Reproduce the material below verbatim, line for line, omitting the pictures.

[Begin PROVIDED RECORDS]

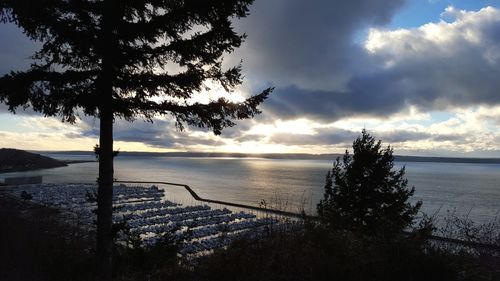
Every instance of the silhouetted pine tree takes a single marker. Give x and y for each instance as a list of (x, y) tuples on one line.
[(109, 58), (364, 194)]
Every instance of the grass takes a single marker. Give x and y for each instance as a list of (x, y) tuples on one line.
[(37, 246)]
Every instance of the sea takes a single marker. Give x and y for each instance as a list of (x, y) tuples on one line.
[(446, 189)]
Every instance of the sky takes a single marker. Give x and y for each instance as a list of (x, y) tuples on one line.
[(421, 75)]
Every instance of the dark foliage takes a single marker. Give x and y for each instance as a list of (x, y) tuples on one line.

[End PROVIDED RECORDS]

-- ANSWER FOR THE TASK --
Every instance of the silhouetted pine tree takes a single marker. Give x and y for each instance as a list of (x, y) tuples on one line.
[(109, 58), (364, 194)]
Every instance of the grass takes a single marker. Give x and y for each instance as a list of (x, y) tuples on one line.
[(37, 246)]
Every instance of the sea takes a single marker. Give x and y for each instance as a list of (x, y) tuples on one line.
[(446, 189)]
Every instance of the sky takes a single marker. Give x and y for each instance as a list of (x, y) tuples on one line.
[(421, 75)]
Every instance of the dark foliage takes a single marker. Give x and y for each instance as a list of (x, y) tuples on one line.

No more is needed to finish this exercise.